КОРОТКАЯ ЗАДАЧА
Какое расстояние, согласно странице о поиске ребенка в Липецкой области, проехала группа по пути туда?

В том, что мы делаем, есть страшное. Далеко не всегда мы готовы этим делиться. И как передать словами эти ощущения? Например, рассказать, как нервное, очень подгоняющее желание скорее найти вдруг сменяется полной апатией, когда приходит новость о том, что пропавший найден погибшим. И кто-то, кто в штабе схватил рацию и компас и уже практически убежал с группой в лес (регистратор только и успел на ходу записать номера оборудования), разворачивается, медленно расстегивает на ходу только что тщательно застегнутую куртку, кладет рацию на стол регистратора и куда-то идет с перекошенным лицом...
Хорошо помню, как я приехала в Липецкую область, когда ребенка нашли погибшим. Мы ехали вчетвером около 450 километров, поиск шел уже не первый день, и мы очень надеялись все-таки успеть, спешили как могли, останавливались только на заправках на пять минут, ели на ходу, гнали от себя и друг от друга плохие мысли.
Потянулись поля подсолнухов — бесконечные поля огромных мясистых растений выше человеческого роста, выпирающих из пушистого чернозема. В тот день я узнала, что эти посадки — страшная история для маленького ребенка: выйти из них он не может, не видит, где конец и начало, полностью лишен возможности сориентироваться, и все это под палящим летним солнцем. Еще сложнее в них искать.
С тех пор я всегда, когда заезжаю в эти летние поля Черноземья, снова оказываюсь в том солнечном и трагичном июльском дне...
Съехав на местную дорогу, мы увидели какого-то деда и, понимая, что где-то рядом, спросили его: мол, тут ребенка ищут, не знаете, нет ли новостей?

ПРЕДСТАВЛЕННЫЕ ДАННЫЕ
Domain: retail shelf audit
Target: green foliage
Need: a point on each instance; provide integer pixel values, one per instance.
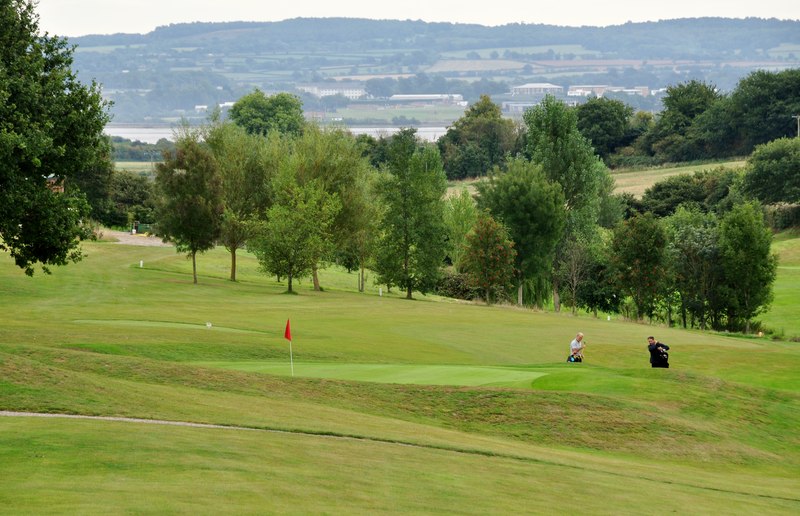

ОТВЕТ К ЗАДАЧЕ
Около 450 километров.